● **Objective**
Copy out the final stretch of the listing: the line that contains "Where can you find the white dance" and all lines after it, exactly as they appear.

● **Dataset rows**
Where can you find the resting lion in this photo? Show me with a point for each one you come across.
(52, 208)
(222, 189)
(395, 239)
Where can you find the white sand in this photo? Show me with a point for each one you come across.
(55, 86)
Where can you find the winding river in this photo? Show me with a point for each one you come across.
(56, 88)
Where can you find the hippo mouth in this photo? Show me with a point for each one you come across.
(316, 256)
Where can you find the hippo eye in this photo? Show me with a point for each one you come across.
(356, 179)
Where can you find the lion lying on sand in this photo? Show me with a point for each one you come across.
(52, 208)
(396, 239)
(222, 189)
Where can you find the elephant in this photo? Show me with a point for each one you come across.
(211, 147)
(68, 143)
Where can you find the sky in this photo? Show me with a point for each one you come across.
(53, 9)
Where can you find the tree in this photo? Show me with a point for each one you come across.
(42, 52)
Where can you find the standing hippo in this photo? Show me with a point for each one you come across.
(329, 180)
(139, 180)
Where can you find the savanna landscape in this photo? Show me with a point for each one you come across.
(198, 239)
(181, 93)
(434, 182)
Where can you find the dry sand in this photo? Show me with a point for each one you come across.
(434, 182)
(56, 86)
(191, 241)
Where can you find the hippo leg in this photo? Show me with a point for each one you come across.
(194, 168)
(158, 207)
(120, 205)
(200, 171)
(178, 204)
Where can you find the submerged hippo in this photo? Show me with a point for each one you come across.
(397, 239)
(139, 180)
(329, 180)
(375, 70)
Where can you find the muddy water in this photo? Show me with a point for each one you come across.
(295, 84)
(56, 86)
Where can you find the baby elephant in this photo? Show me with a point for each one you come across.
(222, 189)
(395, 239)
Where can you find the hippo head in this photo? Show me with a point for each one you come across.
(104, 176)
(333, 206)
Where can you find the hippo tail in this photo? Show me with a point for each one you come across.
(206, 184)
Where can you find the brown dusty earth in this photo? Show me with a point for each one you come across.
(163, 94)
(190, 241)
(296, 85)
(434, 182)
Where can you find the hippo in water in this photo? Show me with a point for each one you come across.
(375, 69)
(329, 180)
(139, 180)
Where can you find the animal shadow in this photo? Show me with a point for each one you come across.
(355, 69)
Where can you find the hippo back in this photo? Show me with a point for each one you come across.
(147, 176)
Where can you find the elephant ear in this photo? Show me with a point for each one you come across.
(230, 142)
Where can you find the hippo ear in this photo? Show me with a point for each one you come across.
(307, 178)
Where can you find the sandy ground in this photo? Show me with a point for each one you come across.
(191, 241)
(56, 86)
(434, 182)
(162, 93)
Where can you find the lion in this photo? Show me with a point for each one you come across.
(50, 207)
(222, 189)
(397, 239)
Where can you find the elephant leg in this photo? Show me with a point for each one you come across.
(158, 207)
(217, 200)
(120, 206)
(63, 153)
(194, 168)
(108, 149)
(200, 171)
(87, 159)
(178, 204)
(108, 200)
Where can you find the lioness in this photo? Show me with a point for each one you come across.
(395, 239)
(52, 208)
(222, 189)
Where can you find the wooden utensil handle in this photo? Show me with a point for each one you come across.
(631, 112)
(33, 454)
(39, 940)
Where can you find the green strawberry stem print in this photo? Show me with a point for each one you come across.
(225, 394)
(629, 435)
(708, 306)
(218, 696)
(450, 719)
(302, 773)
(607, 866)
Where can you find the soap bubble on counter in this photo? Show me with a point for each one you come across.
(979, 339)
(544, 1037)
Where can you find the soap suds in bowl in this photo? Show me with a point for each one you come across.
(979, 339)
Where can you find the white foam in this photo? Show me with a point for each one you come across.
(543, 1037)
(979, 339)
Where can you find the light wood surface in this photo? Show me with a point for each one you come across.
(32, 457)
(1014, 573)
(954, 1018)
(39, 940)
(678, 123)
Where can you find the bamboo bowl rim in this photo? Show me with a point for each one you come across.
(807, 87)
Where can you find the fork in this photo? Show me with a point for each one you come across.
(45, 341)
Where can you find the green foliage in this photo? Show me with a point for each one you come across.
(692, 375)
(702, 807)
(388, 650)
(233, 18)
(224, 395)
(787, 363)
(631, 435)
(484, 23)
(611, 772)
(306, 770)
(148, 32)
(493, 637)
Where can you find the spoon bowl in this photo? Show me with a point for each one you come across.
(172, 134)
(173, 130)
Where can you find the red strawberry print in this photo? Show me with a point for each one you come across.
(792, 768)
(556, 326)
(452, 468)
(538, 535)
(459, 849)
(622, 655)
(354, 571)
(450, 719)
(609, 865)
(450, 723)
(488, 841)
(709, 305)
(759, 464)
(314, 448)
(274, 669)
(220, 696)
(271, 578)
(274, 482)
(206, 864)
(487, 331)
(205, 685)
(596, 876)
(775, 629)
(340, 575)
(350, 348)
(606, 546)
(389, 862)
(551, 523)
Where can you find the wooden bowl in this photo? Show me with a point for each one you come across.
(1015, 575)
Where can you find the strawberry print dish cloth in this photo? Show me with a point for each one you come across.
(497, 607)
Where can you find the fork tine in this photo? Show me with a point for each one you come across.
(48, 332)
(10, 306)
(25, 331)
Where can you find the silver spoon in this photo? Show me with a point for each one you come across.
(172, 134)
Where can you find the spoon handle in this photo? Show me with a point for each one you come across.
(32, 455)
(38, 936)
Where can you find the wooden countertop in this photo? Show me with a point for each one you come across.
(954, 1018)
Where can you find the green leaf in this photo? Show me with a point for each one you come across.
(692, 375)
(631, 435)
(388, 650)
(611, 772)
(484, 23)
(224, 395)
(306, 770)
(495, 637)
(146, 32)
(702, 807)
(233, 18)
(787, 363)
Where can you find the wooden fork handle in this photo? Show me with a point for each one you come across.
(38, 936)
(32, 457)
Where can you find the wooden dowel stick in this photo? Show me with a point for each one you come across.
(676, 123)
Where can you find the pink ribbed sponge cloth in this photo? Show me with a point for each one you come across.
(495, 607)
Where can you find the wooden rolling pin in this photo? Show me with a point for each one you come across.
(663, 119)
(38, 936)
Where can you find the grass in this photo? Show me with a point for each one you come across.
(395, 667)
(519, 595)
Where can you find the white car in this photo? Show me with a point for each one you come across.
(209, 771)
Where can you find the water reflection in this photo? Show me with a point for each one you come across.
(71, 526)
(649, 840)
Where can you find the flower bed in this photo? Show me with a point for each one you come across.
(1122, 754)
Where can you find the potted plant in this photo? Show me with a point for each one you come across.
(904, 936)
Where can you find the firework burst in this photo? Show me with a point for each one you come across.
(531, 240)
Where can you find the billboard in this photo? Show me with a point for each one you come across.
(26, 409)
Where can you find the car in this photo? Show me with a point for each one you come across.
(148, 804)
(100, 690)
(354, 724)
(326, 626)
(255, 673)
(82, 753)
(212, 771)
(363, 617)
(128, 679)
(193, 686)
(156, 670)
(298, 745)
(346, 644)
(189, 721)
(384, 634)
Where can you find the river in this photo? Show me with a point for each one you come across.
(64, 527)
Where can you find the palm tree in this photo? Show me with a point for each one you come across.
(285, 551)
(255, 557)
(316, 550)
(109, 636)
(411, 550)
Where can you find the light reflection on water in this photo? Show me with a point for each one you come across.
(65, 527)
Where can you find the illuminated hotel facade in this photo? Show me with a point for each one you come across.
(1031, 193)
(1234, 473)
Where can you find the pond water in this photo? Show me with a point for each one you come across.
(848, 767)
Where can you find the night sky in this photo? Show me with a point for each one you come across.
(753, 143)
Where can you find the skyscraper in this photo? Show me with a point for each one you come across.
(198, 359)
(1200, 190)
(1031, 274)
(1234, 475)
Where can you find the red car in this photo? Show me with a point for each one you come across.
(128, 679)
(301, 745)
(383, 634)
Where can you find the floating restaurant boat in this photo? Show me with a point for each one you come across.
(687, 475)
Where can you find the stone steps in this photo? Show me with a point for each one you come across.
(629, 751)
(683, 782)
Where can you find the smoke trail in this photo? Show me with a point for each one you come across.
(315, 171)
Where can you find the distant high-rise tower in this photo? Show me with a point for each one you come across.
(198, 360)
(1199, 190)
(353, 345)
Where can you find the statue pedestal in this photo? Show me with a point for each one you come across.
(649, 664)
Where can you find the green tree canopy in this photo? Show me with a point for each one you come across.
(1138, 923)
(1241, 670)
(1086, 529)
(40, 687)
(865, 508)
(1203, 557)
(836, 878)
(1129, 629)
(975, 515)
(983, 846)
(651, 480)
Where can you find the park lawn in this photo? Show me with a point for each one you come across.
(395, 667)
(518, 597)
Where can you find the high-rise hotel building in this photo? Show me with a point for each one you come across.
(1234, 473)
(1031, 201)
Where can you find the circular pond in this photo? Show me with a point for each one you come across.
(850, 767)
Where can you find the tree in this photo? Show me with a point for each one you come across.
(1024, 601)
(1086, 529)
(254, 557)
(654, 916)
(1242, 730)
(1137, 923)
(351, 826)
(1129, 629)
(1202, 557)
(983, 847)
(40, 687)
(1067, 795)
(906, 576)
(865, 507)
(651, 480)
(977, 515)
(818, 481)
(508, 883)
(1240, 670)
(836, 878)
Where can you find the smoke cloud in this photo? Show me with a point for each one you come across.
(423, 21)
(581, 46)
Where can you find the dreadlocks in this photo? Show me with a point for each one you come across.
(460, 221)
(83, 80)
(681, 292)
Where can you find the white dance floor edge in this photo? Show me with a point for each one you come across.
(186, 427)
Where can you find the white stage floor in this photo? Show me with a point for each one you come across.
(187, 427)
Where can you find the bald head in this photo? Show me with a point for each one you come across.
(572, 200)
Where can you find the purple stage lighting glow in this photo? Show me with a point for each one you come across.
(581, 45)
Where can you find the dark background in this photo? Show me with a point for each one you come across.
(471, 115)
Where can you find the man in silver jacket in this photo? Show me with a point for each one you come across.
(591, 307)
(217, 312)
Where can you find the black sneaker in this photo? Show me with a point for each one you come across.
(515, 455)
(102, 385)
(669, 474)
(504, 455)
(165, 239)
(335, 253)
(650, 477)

● **Result of the task**
Where can you find the white dance floor edge in this photo? Show me with a point for each one you come across.
(186, 427)
Where can you find the white stage floor in this photo? Show me with a point for each one you come across.
(187, 427)
Where can you find the bald head in this photo? Show me with a point for each one you come across.
(572, 200)
Where can you find the purple stage lighting glow in this photo? Show me with a point for each one you come across.
(581, 45)
Where can you find the dark background in this photo? Show me with a point for each one you come across.
(471, 115)
Where can you find the man in silver jacket in this photo? Show me with a point for each one you come across.
(591, 307)
(217, 312)
Where can you find the black sneaker in this photo? Show me with a point for each one you come across.
(515, 455)
(102, 385)
(669, 474)
(504, 455)
(165, 239)
(335, 253)
(650, 477)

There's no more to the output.